PROBLEM REQUIREMENTS - Copy the following entries word for word, keeping every line in its original order.
** BEGIN **
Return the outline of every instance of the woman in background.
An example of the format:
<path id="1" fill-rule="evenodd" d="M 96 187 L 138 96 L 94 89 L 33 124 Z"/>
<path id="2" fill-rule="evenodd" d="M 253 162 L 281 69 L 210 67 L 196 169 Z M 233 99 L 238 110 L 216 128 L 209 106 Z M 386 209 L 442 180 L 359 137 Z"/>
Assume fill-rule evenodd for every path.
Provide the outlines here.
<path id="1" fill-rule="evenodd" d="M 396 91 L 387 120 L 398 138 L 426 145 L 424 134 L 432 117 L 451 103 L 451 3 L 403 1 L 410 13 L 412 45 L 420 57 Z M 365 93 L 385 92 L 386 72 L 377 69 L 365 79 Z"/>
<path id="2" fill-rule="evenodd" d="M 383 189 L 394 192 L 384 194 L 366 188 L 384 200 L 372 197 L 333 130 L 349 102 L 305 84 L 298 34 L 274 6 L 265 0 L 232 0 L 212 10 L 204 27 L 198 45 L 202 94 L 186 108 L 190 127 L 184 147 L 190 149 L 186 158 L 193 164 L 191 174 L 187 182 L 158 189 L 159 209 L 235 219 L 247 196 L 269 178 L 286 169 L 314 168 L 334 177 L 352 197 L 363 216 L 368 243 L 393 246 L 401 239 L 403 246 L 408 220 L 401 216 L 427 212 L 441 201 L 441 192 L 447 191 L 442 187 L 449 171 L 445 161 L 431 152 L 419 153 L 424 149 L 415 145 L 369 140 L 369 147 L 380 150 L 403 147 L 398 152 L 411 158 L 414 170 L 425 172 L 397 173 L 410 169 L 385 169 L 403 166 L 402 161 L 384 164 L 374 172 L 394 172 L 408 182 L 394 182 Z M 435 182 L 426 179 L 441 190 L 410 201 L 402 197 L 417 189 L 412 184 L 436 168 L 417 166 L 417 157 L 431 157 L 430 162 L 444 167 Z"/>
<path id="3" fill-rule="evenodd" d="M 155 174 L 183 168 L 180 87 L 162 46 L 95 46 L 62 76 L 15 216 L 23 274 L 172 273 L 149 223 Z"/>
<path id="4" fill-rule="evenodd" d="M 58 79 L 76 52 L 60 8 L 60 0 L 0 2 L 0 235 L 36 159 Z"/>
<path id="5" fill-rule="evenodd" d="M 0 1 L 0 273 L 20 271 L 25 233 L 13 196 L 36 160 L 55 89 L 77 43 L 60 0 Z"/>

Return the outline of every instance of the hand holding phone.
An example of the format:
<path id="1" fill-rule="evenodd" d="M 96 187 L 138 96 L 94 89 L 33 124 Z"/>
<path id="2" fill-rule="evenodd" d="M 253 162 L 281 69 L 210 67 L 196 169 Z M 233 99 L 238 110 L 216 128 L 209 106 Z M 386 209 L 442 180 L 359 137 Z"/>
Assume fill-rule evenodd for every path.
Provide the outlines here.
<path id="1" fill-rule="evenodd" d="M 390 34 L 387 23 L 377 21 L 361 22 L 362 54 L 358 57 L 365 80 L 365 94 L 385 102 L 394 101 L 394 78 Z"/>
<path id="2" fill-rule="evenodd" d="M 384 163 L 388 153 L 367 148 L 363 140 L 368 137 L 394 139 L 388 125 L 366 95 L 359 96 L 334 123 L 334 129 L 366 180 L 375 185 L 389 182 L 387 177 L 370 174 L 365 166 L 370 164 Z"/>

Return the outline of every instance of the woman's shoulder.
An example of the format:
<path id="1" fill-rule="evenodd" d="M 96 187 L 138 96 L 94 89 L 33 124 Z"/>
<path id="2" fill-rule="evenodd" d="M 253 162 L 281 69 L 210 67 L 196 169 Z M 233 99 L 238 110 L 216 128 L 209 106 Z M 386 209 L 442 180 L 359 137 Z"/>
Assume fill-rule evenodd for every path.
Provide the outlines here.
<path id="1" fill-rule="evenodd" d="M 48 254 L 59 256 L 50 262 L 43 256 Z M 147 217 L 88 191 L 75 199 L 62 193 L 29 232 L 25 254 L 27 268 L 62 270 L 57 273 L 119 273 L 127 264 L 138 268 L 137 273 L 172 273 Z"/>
** END **
WRITTEN ANSWER -
Return the outline of every instance of the woman in background.
An example of the format:
<path id="1" fill-rule="evenodd" d="M 96 187 L 138 96 L 94 89 L 33 124 Z"/>
<path id="2" fill-rule="evenodd" d="M 253 162 L 281 69 L 210 67 L 196 169 Z M 233 99 L 238 110 L 216 128 L 209 106 Z M 386 209 L 442 180 L 359 137 Z"/>
Assume fill-rule evenodd for every path.
Provide the outlines here.
<path id="1" fill-rule="evenodd" d="M 396 91 L 387 120 L 398 138 L 426 145 L 424 134 L 432 117 L 451 103 L 451 3 L 403 1 L 410 13 L 412 45 L 420 57 Z M 365 93 L 385 92 L 386 72 L 377 69 L 365 79 Z"/>
<path id="2" fill-rule="evenodd" d="M 383 189 L 394 192 L 384 194 L 366 188 L 384 200 L 372 197 L 333 130 L 349 102 L 305 84 L 298 34 L 274 6 L 265 0 L 232 0 L 212 10 L 204 27 L 198 45 L 202 94 L 186 108 L 190 127 L 184 147 L 190 149 L 186 158 L 193 164 L 191 174 L 187 182 L 158 189 L 159 209 L 235 219 L 247 196 L 269 178 L 286 169 L 314 168 L 334 177 L 352 197 L 363 216 L 368 243 L 393 246 L 401 239 L 403 246 L 408 220 L 401 216 L 427 212 L 441 201 L 441 192 L 447 191 L 442 187 L 449 171 L 445 161 L 431 152 L 419 153 L 424 149 L 415 145 L 369 140 L 369 147 L 380 150 L 403 147 L 398 152 L 411 158 L 414 170 L 425 172 L 397 173 L 410 169 L 385 169 L 403 166 L 402 161 L 384 164 L 374 172 L 394 172 L 408 182 L 394 182 Z M 435 182 L 426 179 L 441 190 L 410 201 L 402 197 L 417 189 L 412 184 L 436 168 L 417 166 L 417 157 L 431 157 L 430 162 L 444 167 Z"/>
<path id="3" fill-rule="evenodd" d="M 155 174 L 183 168 L 180 87 L 162 46 L 95 46 L 62 76 L 15 216 L 23 274 L 172 273 L 149 223 Z"/>
<path id="4" fill-rule="evenodd" d="M 58 79 L 76 52 L 60 8 L 60 0 L 0 2 L 0 235 L 36 159 Z"/>
<path id="5" fill-rule="evenodd" d="M 0 1 L 0 273 L 20 271 L 25 233 L 13 196 L 36 160 L 55 89 L 77 43 L 60 0 Z"/>

Return the outline of every instance of the hand holding phone.
An example of the format:
<path id="1" fill-rule="evenodd" d="M 96 187 L 138 96 L 94 89 L 33 124 Z"/>
<path id="2" fill-rule="evenodd" d="M 253 162 L 281 69 L 210 67 L 196 169 Z M 233 99 L 238 110 L 216 128 L 209 106 Z M 386 209 L 442 180 L 359 137 Z"/>
Assume fill-rule evenodd for every path.
Provide the outlines here.
<path id="1" fill-rule="evenodd" d="M 390 34 L 387 23 L 377 21 L 361 22 L 362 54 L 358 57 L 365 80 L 365 94 L 385 102 L 394 101 L 394 78 Z"/>
<path id="2" fill-rule="evenodd" d="M 384 163 L 388 153 L 367 148 L 363 140 L 368 137 L 394 139 L 388 125 L 366 95 L 359 96 L 334 123 L 334 129 L 366 180 L 375 185 L 389 182 L 387 177 L 370 174 L 365 166 L 370 164 Z"/>

Return the outline of every instance of the woman's shoulder.
An example of the format:
<path id="1" fill-rule="evenodd" d="M 96 187 L 138 96 L 94 89 L 33 124 Z"/>
<path id="2" fill-rule="evenodd" d="M 253 162 L 281 69 L 210 67 L 196 169 Z M 233 99 L 238 110 L 216 128 L 209 106 Z M 386 209 L 442 180 L 359 137 Z"/>
Assume fill-rule evenodd for every path.
Provide the outlines here.
<path id="1" fill-rule="evenodd" d="M 48 254 L 59 256 L 50 262 L 43 256 Z M 147 217 L 88 191 L 75 199 L 62 193 L 29 232 L 25 254 L 27 268 L 62 270 L 57 273 L 119 273 L 127 264 L 138 268 L 137 273 L 172 273 Z"/>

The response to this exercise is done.